Using the information:
• A. Can you retype the part of the Remember Me walk report starting with "Nita Mehr, director" and going on through "and Marsy’s law."?
• B. Could you write what comes next in the report on the Remember Me Commemorative Walk, picking up from where it stops?
-- Text block follows --
The Union University department of social work hosted the 13th annual Remember Me Commemorative Walk on Monday, Oct. 4 at 6 p.m. in the G.M. Savage Memorial Chapel.
The event, sponsored by the Center for Just and Caring Communities, invited families who have suffered the loss of loved ones from homicide and other acts of violence to remember them by participating in a candlelit walk to the Hadley circle cross and a balloon release of love letters.
Nita Mehr, director for Master of Social Work programs and professor of social work, and Theresa Blakley, professor of social work, hosted the service. They recognized several community collaborators and special guests, including Mayor of Jackson Scott Conger, Jackson Chief of Police Julian Wiser, District Attorney General Jody Pickens, All Saints Anglican Church and Lighthouse Church.
Marianne Dunavant, director of victim outreach at Marsy’s Law for Tennessee, addressed the group, sharing her story of violent loss and urging victim advocacy, namely through criminal justice reform and Marsy’s law.
-- Text block concluded --
-- Dataset excerpts follows --
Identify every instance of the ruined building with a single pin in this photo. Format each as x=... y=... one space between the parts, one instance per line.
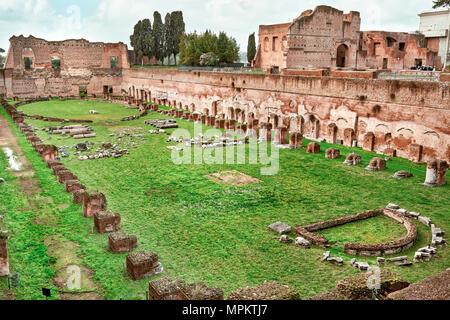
x=328 y=38
x=406 y=118
x=62 y=67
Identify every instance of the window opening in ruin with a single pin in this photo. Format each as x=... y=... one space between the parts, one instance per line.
x=390 y=42
x=274 y=43
x=266 y=44
x=82 y=90
x=341 y=56
x=28 y=63
x=56 y=62
x=376 y=45
x=107 y=89
x=114 y=62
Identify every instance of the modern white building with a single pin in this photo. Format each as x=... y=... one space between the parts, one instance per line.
x=435 y=26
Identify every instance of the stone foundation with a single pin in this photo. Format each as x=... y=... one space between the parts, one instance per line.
x=332 y=153
x=120 y=242
x=143 y=264
x=93 y=202
x=313 y=148
x=106 y=221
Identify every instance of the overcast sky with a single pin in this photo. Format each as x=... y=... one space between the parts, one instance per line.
x=113 y=20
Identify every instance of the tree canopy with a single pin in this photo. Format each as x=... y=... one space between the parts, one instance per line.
-- Dataset excerpts concluded --
Solved tasks:
• A.
Nita Mehr, director for Master of Social Work programs and professor of social work, and Theresa Blakley, professor of social work, hosted the service. They recognized several community collaborators and special guests, including Mayor of Jackson Scott Conger, Jackson Chief of Police Julian Wiser, District Attorney General Jody Pickens, All Saints Anglican Church and Lighthouse Church.
Marianne Dunavant, director of victim outreach at Marsy’s Law for Tennessee, addressed the group, sharing her story of violent loss and urging victim advocacy, namely through criminal justice reform and Marsy’s law.

• B.
“In that parking lot, I stood, being told that the man who said he would never leave me was forced to break his promise. At 35 years old, I stood there feeling abandoned and going through everything that I had worked so hard not to feel all over again,” Dunavant said. “Imagine the person that you love more than anything in this world being laid down on the ground and shot in the back of the head. Then, ask yourself what you’re going to do with it. If we do nothing, they die for nothing. I refuse to let that happen.”
Mehr and Blakley presented Dunavant and United States Marshal Tyreece Miller with the Union University Champion of Victims’ Rights Award for 2021.
After a performance by the department of music’s Voices of Proclamation, Mark Bolyard, university professor of biology, announced the adoption of a scarlet oak to the the Union University arboretum in remembrance of the honored victims.
Attendees were given the opportunity to write love letters to their loved ones. Accompanied by the Liberty High School Air Force JROTC, they walked the route to the cross and released their commemorative balloons.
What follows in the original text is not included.